▸ **Directive**:
Reproduce the following lines verbatim, from the first through the last.

▸ **Listed entries**:

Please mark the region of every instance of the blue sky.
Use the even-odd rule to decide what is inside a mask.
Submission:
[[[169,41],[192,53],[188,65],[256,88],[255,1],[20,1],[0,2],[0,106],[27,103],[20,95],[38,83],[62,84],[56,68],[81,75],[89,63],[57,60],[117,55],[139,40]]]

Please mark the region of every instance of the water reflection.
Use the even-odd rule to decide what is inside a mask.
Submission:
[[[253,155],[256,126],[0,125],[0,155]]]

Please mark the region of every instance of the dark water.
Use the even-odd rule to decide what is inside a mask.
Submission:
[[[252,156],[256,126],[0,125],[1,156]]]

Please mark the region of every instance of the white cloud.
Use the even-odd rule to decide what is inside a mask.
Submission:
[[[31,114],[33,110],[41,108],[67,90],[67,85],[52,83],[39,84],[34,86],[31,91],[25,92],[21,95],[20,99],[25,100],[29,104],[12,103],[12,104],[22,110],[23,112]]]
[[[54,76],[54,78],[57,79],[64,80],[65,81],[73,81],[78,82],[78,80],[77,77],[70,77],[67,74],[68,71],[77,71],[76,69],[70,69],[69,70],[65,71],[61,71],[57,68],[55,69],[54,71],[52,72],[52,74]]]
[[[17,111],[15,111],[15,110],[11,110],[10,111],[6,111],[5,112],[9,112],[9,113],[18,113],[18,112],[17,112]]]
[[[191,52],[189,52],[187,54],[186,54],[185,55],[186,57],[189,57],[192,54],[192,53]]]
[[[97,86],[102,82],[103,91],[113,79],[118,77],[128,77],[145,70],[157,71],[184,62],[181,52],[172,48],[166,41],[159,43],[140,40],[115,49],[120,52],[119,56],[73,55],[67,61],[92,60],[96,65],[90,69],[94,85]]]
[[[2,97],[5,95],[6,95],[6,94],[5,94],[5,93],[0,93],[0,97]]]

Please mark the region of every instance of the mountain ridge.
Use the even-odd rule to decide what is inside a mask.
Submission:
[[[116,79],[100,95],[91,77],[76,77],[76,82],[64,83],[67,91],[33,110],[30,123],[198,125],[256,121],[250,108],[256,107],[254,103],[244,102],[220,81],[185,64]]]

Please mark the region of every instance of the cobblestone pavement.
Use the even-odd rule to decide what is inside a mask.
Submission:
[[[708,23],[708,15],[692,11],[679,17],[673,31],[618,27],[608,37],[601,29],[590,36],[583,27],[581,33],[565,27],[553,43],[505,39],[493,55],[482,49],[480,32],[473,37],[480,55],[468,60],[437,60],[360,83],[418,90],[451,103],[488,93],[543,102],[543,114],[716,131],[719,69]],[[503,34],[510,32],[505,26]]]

▸ **Final answer**:
Please mark the region of every instance of the blue sky.
Use the even-odd rule to decide what is inside a mask.
Submission:
[[[169,41],[192,53],[188,65],[256,88],[255,1],[20,1],[0,2],[0,106],[27,103],[20,95],[38,83],[62,84],[56,68],[81,75],[89,63],[57,60],[117,55],[139,40]]]

Please mark the region of every instance of the water reflection.
Use the even-odd rule to decide what is inside a mask.
Submission:
[[[253,155],[256,126],[0,125],[0,155]]]

Please mark the region of every instance of the dark water.
Use the even-odd rule to decide what is inside a mask.
Submission:
[[[252,156],[256,126],[0,125],[1,156]]]

Please mark the region of every instance of the white cloud.
Use the even-odd rule to decide what is inside a mask.
Submission:
[[[31,114],[33,110],[41,108],[67,90],[67,85],[52,83],[39,84],[34,86],[31,91],[25,92],[21,95],[20,99],[25,100],[29,104],[12,103],[12,104],[22,110],[23,112]]]
[[[54,76],[54,78],[57,79],[64,80],[65,81],[73,81],[78,82],[78,80],[77,77],[70,77],[67,74],[68,71],[77,71],[76,69],[70,69],[69,70],[65,71],[61,71],[57,68],[55,69],[54,71],[52,72],[52,74]]]
[[[17,111],[15,111],[15,110],[11,110],[10,111],[6,111],[5,112],[9,112],[9,113],[18,113],[18,112],[17,112]]]
[[[191,52],[189,52],[187,54],[186,54],[185,55],[186,57],[189,57],[192,54],[192,53]]]
[[[97,86],[102,82],[103,91],[113,79],[118,77],[128,77],[145,70],[157,71],[184,62],[181,52],[172,48],[166,41],[159,43],[140,40],[115,49],[120,52],[119,56],[73,55],[67,61],[92,60],[96,65],[90,69],[94,85]]]
[[[2,97],[5,95],[6,95],[6,94],[5,94],[5,93],[0,93],[0,97]]]

Please mark the region of every instance of the mountain ridge.
Use the even-odd rule to decide what is inside a mask.
Submission:
[[[116,79],[100,95],[91,77],[76,77],[76,82],[64,83],[67,91],[33,110],[30,123],[198,125],[256,121],[250,108],[256,107],[254,103],[244,102],[220,81],[185,64]]]

Please mark the region of every instance of the cobblestone pavement.
Use the even-odd rule to decide what is inside a mask.
Submission:
[[[708,23],[708,15],[692,11],[679,17],[673,31],[618,27],[608,37],[601,29],[590,36],[583,27],[581,33],[565,27],[553,43],[505,39],[493,55],[482,49],[480,32],[473,37],[480,55],[468,60],[437,60],[360,83],[418,90],[451,103],[488,93],[543,102],[543,114],[716,131],[719,69]],[[503,34],[510,32],[505,26]]]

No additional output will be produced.